**Aim**
Take the entries below and reproduce them word for word.

(Raw records)
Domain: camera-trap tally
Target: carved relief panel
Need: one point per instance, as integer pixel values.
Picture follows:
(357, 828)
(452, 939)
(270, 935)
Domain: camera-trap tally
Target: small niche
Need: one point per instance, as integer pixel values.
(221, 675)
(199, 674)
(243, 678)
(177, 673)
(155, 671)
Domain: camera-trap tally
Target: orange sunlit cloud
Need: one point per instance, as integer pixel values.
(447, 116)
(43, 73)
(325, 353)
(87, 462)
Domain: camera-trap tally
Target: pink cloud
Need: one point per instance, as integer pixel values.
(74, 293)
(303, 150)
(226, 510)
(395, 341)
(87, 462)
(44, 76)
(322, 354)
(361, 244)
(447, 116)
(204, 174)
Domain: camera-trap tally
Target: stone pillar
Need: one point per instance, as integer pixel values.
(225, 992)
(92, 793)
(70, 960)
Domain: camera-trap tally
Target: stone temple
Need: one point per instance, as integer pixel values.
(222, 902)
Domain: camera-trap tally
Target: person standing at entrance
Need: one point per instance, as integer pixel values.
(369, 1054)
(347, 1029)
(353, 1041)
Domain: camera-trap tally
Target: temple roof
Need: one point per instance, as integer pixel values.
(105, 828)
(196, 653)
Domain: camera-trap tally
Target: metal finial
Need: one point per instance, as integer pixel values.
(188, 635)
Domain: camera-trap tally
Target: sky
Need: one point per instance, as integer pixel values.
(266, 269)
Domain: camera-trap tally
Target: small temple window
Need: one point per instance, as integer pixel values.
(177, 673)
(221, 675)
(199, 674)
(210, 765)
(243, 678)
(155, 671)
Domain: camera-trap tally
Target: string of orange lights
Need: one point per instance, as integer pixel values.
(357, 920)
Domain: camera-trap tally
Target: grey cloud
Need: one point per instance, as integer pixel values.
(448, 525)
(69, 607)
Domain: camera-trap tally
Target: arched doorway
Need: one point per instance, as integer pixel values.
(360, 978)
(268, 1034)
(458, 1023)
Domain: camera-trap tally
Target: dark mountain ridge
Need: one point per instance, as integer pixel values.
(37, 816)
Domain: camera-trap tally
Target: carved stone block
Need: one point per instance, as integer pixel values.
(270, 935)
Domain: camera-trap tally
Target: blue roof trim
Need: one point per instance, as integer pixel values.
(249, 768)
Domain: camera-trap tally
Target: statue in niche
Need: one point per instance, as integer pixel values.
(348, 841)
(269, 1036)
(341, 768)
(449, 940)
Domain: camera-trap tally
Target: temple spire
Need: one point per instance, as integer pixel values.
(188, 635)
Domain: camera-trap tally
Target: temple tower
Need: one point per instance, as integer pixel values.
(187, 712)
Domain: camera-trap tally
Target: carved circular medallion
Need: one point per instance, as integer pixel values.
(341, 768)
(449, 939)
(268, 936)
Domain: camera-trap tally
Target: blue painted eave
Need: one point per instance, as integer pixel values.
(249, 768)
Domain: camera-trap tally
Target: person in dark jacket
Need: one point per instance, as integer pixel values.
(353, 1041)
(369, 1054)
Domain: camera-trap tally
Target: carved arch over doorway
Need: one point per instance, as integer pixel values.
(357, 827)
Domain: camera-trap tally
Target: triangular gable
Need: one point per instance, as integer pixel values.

**Response to the task**
Domain: camera-trap tally
Target: carved relief panel
Need: one point per instance, as integer pixel values.
Picture follows:
(357, 828)
(452, 939)
(270, 935)
Domain: camera-trap tally
Target: small niche
Need: one point per instance, as integer pixel values.
(221, 675)
(199, 674)
(243, 678)
(177, 673)
(155, 671)
Domain: camera-trap tally
Target: orange sunlit cloud
Need: one point per instance, as integer pixel values.
(447, 116)
(43, 73)
(325, 353)
(87, 462)
Domain: camera-trap tally
Target: pink cloud
Need: one point per instance, as integer pixel values.
(74, 293)
(303, 150)
(226, 510)
(395, 341)
(87, 462)
(44, 76)
(322, 354)
(361, 244)
(447, 116)
(204, 174)
Domain: camera-trap tally
Target: stone pillar
Need: one point per instance, as integer pixel values.
(225, 992)
(92, 793)
(70, 960)
Domain: camera-trap tally
Target: stone temple
Need: one point per instance, as integer pixel values.
(222, 902)
Domain: camera-trap tally
Target: person standing at entrance
Need: one point per instance, as integer pixel values.
(369, 1054)
(347, 1029)
(353, 1041)
Domain: camera-trap tally
Target: temple roof
Need: one point per instance, as integer pixel values.
(105, 828)
(196, 653)
Domain: camera-trap tally
Target: metal finial
Need: one point per instance, as integer pixel values.
(188, 635)
Domain: camera-trap tally
Target: sky
Need: one point per instance, as integer pixel values.
(266, 269)
Domain: camera-trap tally
Target: small temple window
Need: one point per instance, as integer pixel values.
(177, 673)
(221, 675)
(199, 674)
(210, 765)
(243, 678)
(155, 671)
Domain: camera-trap tally
Target: string of orange lights
Need: one point per instance, as integer pixel values.
(357, 920)
Domain: camera-trap tally
Target: grey cloud
Need: one point per instance, as integer pixel values.
(448, 525)
(69, 607)
Domain: camera-trap tally
Target: arched doorway
Need: one point per instance, as integer pixel values.
(360, 978)
(268, 1034)
(458, 1023)
Domain: camera-trap tally
Target: dark mountain ridge
Need: one point per instance, as integer pixel values.
(37, 816)
Domain: camera-trap tally
Target: carved stone block
Need: one point per instance, as integer pixel values.
(270, 935)
Domain: camera-trap tally
Target: blue roof trim
Need: one point per instance, as integer pixel values.
(249, 768)
Domain: camera-trap tally
Target: statue in niche
Need: one point per instance, as integer pixel values.
(348, 841)
(269, 1036)
(341, 768)
(449, 940)
Domain: camera-trap tally
Target: temple spire
Need: one point per instance, as integer pixel values.
(188, 635)
Domain: camera-trap tally
Target: temple tower
Need: one point per instance, as integer pixel values.
(187, 712)
Domain: camera-trap tally
Target: carved circular medallion
Need: one point per instance, as integer pixel values.
(341, 768)
(449, 939)
(268, 936)
Domain: camera-trap tally
Target: blue painted eave
Need: one point per instance, as integer pixel values.
(249, 768)
Domain: camera-trap tally
Target: person in dark jacket
Need: one point per instance, as integer pixel values.
(353, 1041)
(369, 1054)
Domain: camera-trap tally
Target: carved arch over doorway
Need: one point per instance, as integer pixel values.
(357, 827)
Domain: camera-trap tally
Target: triangular gable
Need: one point per instance, as integer pixel values.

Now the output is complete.